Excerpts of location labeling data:
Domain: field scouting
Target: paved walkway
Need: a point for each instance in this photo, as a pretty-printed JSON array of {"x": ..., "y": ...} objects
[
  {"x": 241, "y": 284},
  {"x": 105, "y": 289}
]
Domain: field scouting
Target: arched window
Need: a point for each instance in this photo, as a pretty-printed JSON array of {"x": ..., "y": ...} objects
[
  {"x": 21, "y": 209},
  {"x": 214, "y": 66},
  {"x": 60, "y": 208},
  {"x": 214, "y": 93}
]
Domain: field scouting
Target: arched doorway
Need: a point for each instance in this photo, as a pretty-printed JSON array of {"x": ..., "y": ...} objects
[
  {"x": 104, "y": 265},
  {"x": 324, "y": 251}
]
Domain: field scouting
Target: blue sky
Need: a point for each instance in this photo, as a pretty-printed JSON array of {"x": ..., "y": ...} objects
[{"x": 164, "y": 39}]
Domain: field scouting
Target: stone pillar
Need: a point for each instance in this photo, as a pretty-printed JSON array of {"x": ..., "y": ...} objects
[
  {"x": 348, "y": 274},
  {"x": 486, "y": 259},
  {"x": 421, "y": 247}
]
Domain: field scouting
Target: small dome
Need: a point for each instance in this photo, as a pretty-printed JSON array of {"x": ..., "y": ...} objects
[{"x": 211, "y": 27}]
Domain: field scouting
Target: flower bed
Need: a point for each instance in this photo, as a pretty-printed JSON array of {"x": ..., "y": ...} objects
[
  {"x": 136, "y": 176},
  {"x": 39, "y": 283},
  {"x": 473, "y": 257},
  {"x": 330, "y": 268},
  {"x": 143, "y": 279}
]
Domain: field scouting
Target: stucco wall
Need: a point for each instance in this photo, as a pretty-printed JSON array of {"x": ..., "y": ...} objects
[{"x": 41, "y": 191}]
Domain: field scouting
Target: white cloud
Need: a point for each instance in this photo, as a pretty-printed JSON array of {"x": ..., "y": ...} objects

Direction: Copy out all of the records above with nothing altered.

Result of this exercise:
Domain: field scouting
Target: paved walkway
Need: a point for each instance in this photo, as a pretty-printed JSON array of {"x": ..., "y": ...} objects
[
  {"x": 241, "y": 284},
  {"x": 105, "y": 289}
]
Domain: field scouting
Target: arched window
Need: a point for each instance in this photo, as a pretty-printed JSON array of {"x": ..., "y": ...} objects
[
  {"x": 21, "y": 209},
  {"x": 214, "y": 66},
  {"x": 60, "y": 208},
  {"x": 214, "y": 93}
]
Domain: field scouting
Target: arched doorway
Need: a point for each instance in this photo, as a pretty-printed JSON array of {"x": ..., "y": ...} objects
[
  {"x": 104, "y": 265},
  {"x": 324, "y": 251}
]
Domain: field scouting
Target: blue sky
Need: a point for each instance in this photo, as a pretty-printed JSON array of {"x": ..., "y": ...} objects
[{"x": 164, "y": 39}]
Domain: field scouting
Target: stone pillar
Need: a point for each instance in this photo, as a pretty-printed JSON array of {"x": ..., "y": ...} objects
[
  {"x": 348, "y": 274},
  {"x": 486, "y": 259},
  {"x": 421, "y": 247}
]
Domain: field scouting
Target: small dome
Need: a point for each instance in this photo, as a pretty-printed JSON array of {"x": ..., "y": ...} objects
[{"x": 211, "y": 27}]
Domain: field scouting
Target: flower bed
Need: a point for each instance in this photo, as a pretty-printed JSON array of {"x": ..., "y": ...} objects
[
  {"x": 136, "y": 176},
  {"x": 39, "y": 283},
  {"x": 473, "y": 257},
  {"x": 330, "y": 268},
  {"x": 143, "y": 279}
]
Domain: field scouting
Target: stucco wall
Need: a point for each instance in this photo, as a pretty-printed JSON array of {"x": ..., "y": ...} objects
[{"x": 41, "y": 191}]
Domain: field scouting
Target: white cloud
Need: a point for each instance in this photo, as a pretty-printed JSON array of {"x": ..., "y": ...} objects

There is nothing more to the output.